_Exercise prompt_
Copy out the complete listing, word for word.

_Materials provided_
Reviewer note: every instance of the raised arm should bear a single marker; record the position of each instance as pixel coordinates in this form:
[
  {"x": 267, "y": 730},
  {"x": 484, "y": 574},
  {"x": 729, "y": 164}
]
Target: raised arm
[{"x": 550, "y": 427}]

_Answer section_
Reviewer note: every instance of the raised arm should bear a single marker; record the position of each instance as pixel coordinates in this form:
[
  {"x": 267, "y": 730},
  {"x": 484, "y": 574},
  {"x": 729, "y": 164}
]
Target: raised arm
[{"x": 550, "y": 427}]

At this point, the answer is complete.